Write out, character for character, the line containing "the light gray" and all lines after it up to the end of the listing.

• _Records contained in a dataset_:
·····
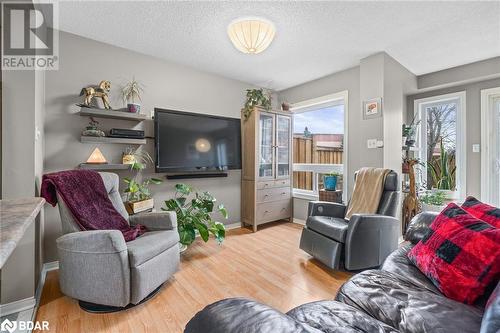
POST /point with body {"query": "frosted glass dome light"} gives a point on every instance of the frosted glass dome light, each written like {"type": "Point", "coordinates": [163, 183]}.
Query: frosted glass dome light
{"type": "Point", "coordinates": [251, 35]}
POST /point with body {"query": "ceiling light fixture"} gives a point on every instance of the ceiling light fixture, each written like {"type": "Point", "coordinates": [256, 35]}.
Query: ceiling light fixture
{"type": "Point", "coordinates": [251, 35]}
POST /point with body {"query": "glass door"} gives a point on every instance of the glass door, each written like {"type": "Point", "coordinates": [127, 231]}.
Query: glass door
{"type": "Point", "coordinates": [283, 127]}
{"type": "Point", "coordinates": [266, 143]}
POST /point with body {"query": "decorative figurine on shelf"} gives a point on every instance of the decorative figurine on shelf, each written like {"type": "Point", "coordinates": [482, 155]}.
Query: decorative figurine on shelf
{"type": "Point", "coordinates": [100, 91]}
{"type": "Point", "coordinates": [411, 205]}
{"type": "Point", "coordinates": [92, 129]}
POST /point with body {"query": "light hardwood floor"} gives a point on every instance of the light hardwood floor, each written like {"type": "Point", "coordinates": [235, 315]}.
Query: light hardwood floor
{"type": "Point", "coordinates": [267, 266]}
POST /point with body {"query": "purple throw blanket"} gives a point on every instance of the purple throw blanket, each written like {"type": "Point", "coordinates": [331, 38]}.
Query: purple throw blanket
{"type": "Point", "coordinates": [84, 193]}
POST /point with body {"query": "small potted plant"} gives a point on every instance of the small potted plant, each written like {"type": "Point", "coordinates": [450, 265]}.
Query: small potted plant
{"type": "Point", "coordinates": [330, 180]}
{"type": "Point", "coordinates": [139, 197]}
{"type": "Point", "coordinates": [195, 215]}
{"type": "Point", "coordinates": [131, 93]}
{"type": "Point", "coordinates": [433, 201]}
{"type": "Point", "coordinates": [256, 97]}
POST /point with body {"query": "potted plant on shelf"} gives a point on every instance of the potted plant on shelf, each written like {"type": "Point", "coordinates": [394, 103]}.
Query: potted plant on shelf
{"type": "Point", "coordinates": [330, 180]}
{"type": "Point", "coordinates": [256, 97]}
{"type": "Point", "coordinates": [131, 93]}
{"type": "Point", "coordinates": [195, 215]}
{"type": "Point", "coordinates": [433, 201]}
{"type": "Point", "coordinates": [139, 197]}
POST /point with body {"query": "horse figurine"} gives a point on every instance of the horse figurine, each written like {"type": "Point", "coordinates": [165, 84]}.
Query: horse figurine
{"type": "Point", "coordinates": [98, 92]}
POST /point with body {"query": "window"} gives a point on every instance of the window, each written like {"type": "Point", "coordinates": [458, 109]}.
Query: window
{"type": "Point", "coordinates": [490, 146]}
{"type": "Point", "coordinates": [319, 143]}
{"type": "Point", "coordinates": [441, 143]}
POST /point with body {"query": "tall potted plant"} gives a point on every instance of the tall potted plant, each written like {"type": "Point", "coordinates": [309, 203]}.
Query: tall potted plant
{"type": "Point", "coordinates": [330, 180]}
{"type": "Point", "coordinates": [131, 94]}
{"type": "Point", "coordinates": [139, 196]}
{"type": "Point", "coordinates": [194, 215]}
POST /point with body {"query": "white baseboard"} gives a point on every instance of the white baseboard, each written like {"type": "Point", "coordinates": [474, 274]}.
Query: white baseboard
{"type": "Point", "coordinates": [47, 267]}
{"type": "Point", "coordinates": [17, 306]}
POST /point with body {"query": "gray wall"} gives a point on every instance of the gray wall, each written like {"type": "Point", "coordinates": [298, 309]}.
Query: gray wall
{"type": "Point", "coordinates": [22, 111]}
{"type": "Point", "coordinates": [473, 118]}
{"type": "Point", "coordinates": [84, 62]}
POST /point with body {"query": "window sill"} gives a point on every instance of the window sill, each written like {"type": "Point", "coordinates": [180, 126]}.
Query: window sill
{"type": "Point", "coordinates": [304, 195]}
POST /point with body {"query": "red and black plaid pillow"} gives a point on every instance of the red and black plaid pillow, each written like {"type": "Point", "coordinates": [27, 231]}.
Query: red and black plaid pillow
{"type": "Point", "coordinates": [459, 254]}
{"type": "Point", "coordinates": [482, 211]}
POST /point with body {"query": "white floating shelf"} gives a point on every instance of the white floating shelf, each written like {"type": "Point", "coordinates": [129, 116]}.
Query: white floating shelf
{"type": "Point", "coordinates": [112, 114]}
{"type": "Point", "coordinates": [105, 139]}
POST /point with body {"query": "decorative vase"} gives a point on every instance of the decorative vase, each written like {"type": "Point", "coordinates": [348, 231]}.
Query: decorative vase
{"type": "Point", "coordinates": [128, 159]}
{"type": "Point", "coordinates": [330, 183]}
{"type": "Point", "coordinates": [134, 107]}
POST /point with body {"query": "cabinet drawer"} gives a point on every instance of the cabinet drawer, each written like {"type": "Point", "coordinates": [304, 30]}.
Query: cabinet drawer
{"type": "Point", "coordinates": [273, 194]}
{"type": "Point", "coordinates": [273, 183]}
{"type": "Point", "coordinates": [272, 211]}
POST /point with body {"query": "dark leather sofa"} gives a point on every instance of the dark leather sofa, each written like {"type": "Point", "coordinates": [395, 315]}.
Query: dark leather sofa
{"type": "Point", "coordinates": [395, 298]}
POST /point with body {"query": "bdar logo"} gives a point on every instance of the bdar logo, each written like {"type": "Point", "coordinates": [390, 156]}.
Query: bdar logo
{"type": "Point", "coordinates": [9, 326]}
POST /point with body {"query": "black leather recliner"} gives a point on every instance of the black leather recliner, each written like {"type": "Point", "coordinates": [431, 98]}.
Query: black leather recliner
{"type": "Point", "coordinates": [362, 242]}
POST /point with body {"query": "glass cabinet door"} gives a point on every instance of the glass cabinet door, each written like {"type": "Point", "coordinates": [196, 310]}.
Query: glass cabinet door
{"type": "Point", "coordinates": [266, 158]}
{"type": "Point", "coordinates": [283, 128]}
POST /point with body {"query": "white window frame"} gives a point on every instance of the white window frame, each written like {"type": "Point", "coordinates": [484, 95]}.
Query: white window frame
{"type": "Point", "coordinates": [487, 134]}
{"type": "Point", "coordinates": [461, 148]}
{"type": "Point", "coordinates": [317, 103]}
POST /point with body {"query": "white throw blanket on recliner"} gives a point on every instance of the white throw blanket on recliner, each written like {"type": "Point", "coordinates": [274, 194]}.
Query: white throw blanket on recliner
{"type": "Point", "coordinates": [368, 189]}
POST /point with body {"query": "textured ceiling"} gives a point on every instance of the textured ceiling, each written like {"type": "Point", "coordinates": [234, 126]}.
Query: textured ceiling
{"type": "Point", "coordinates": [313, 38]}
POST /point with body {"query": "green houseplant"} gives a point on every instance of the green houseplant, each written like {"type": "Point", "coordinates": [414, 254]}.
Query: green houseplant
{"type": "Point", "coordinates": [433, 201]}
{"type": "Point", "coordinates": [256, 97]}
{"type": "Point", "coordinates": [443, 171]}
{"type": "Point", "coordinates": [194, 214]}
{"type": "Point", "coordinates": [330, 180]}
{"type": "Point", "coordinates": [138, 193]}
{"type": "Point", "coordinates": [131, 93]}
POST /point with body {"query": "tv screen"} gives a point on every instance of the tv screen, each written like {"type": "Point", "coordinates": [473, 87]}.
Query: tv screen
{"type": "Point", "coordinates": [191, 142]}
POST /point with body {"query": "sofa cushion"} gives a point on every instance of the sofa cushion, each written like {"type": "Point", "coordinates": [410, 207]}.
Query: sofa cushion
{"type": "Point", "coordinates": [332, 227]}
{"type": "Point", "coordinates": [460, 254]}
{"type": "Point", "coordinates": [333, 317]}
{"type": "Point", "coordinates": [482, 211]}
{"type": "Point", "coordinates": [407, 307]}
{"type": "Point", "coordinates": [150, 245]}
{"type": "Point", "coordinates": [398, 263]}
{"type": "Point", "coordinates": [491, 319]}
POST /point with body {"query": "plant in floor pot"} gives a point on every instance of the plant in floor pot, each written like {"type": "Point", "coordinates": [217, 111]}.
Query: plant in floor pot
{"type": "Point", "coordinates": [139, 197]}
{"type": "Point", "coordinates": [194, 214]}
{"type": "Point", "coordinates": [131, 93]}
{"type": "Point", "coordinates": [330, 180]}
{"type": "Point", "coordinates": [433, 201]}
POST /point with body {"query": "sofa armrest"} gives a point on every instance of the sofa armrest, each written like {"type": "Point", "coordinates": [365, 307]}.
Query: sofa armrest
{"type": "Point", "coordinates": [94, 267]}
{"type": "Point", "coordinates": [324, 208]}
{"type": "Point", "coordinates": [370, 239]}
{"type": "Point", "coordinates": [96, 241]}
{"type": "Point", "coordinates": [236, 315]}
{"type": "Point", "coordinates": [156, 220]}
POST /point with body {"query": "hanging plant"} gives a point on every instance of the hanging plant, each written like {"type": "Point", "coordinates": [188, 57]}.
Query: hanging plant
{"type": "Point", "coordinates": [256, 97]}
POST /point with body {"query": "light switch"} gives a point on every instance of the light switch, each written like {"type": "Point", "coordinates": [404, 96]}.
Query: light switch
{"type": "Point", "coordinates": [371, 143]}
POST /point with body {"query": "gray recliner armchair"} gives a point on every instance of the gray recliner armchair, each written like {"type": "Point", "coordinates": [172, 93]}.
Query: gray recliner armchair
{"type": "Point", "coordinates": [104, 272]}
{"type": "Point", "coordinates": [362, 242]}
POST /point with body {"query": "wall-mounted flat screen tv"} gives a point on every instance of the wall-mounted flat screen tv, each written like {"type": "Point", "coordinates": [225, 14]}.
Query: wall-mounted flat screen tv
{"type": "Point", "coordinates": [192, 142]}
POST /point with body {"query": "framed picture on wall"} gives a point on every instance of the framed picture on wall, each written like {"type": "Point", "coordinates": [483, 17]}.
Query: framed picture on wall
{"type": "Point", "coordinates": [372, 108]}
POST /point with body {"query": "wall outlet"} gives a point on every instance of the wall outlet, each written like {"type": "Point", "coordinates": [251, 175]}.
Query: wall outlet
{"type": "Point", "coordinates": [371, 143]}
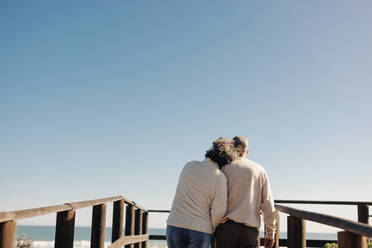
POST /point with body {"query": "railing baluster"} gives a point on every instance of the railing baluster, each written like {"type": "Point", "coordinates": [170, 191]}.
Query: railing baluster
{"type": "Point", "coordinates": [117, 220]}
{"type": "Point", "coordinates": [296, 232]}
{"type": "Point", "coordinates": [277, 231]}
{"type": "Point", "coordinates": [65, 229]}
{"type": "Point", "coordinates": [363, 216]}
{"type": "Point", "coordinates": [350, 240]}
{"type": "Point", "coordinates": [145, 227]}
{"type": "Point", "coordinates": [129, 223]}
{"type": "Point", "coordinates": [8, 234]}
{"type": "Point", "coordinates": [138, 226]}
{"type": "Point", "coordinates": [97, 239]}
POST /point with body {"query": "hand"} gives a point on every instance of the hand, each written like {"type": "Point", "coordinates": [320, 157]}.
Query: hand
{"type": "Point", "coordinates": [269, 243]}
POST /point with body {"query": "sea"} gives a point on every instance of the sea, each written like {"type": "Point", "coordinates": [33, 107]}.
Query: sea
{"type": "Point", "coordinates": [43, 236]}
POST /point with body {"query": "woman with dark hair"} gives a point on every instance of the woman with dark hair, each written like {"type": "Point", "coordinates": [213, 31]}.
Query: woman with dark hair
{"type": "Point", "coordinates": [201, 198]}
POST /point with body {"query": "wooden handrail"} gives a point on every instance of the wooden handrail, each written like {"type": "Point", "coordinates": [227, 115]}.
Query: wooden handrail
{"type": "Point", "coordinates": [65, 223]}
{"type": "Point", "coordinates": [347, 225]}
{"type": "Point", "coordinates": [33, 212]}
{"type": "Point", "coordinates": [125, 240]}
{"type": "Point", "coordinates": [354, 203]}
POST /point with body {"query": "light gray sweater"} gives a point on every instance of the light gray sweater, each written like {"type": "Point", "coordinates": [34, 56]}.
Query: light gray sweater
{"type": "Point", "coordinates": [249, 192]}
{"type": "Point", "coordinates": [201, 197]}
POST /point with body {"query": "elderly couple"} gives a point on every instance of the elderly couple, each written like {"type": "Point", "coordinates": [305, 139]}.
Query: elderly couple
{"type": "Point", "coordinates": [221, 195]}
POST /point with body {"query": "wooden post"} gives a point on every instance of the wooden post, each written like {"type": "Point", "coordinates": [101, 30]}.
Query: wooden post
{"type": "Point", "coordinates": [97, 239]}
{"type": "Point", "coordinates": [138, 226]}
{"type": "Point", "coordinates": [117, 220]}
{"type": "Point", "coordinates": [350, 240]}
{"type": "Point", "coordinates": [8, 234]}
{"type": "Point", "coordinates": [363, 216]}
{"type": "Point", "coordinates": [145, 227]}
{"type": "Point", "coordinates": [129, 223]}
{"type": "Point", "coordinates": [65, 229]}
{"type": "Point", "coordinates": [277, 230]}
{"type": "Point", "coordinates": [296, 232]}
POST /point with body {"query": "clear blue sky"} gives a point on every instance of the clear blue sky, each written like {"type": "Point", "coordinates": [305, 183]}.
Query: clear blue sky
{"type": "Point", "coordinates": [101, 98]}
·····
• _OUTPUT BELOW_:
POST /point with body {"query": "light gray sweater"} gives a point on every instance of the light gray sweater, each written like {"type": "Point", "coordinates": [34, 56]}.
Query: light gray sweater
{"type": "Point", "coordinates": [249, 192]}
{"type": "Point", "coordinates": [201, 197]}
POST /point with body {"query": "elderly couple"} gives a point on every instance of the elderly couple, each written like {"type": "Point", "coordinates": [305, 139]}.
Query: elderly couple
{"type": "Point", "coordinates": [221, 195]}
POST /point with body {"query": "wooden post"} gives a point on every instance of the wooden post, each written like {"type": "Point", "coordinates": [101, 30]}.
Query: wooden post
{"type": "Point", "coordinates": [97, 239]}
{"type": "Point", "coordinates": [138, 226]}
{"type": "Point", "coordinates": [117, 220]}
{"type": "Point", "coordinates": [350, 240]}
{"type": "Point", "coordinates": [8, 234]}
{"type": "Point", "coordinates": [363, 216]}
{"type": "Point", "coordinates": [145, 227]}
{"type": "Point", "coordinates": [129, 223]}
{"type": "Point", "coordinates": [65, 229]}
{"type": "Point", "coordinates": [277, 230]}
{"type": "Point", "coordinates": [296, 232]}
POST /point with body {"query": "clear blue sky"} gives a point on every instance of the clear blue sky, each written like {"type": "Point", "coordinates": [305, 183]}.
Query: clear blue sky
{"type": "Point", "coordinates": [101, 98]}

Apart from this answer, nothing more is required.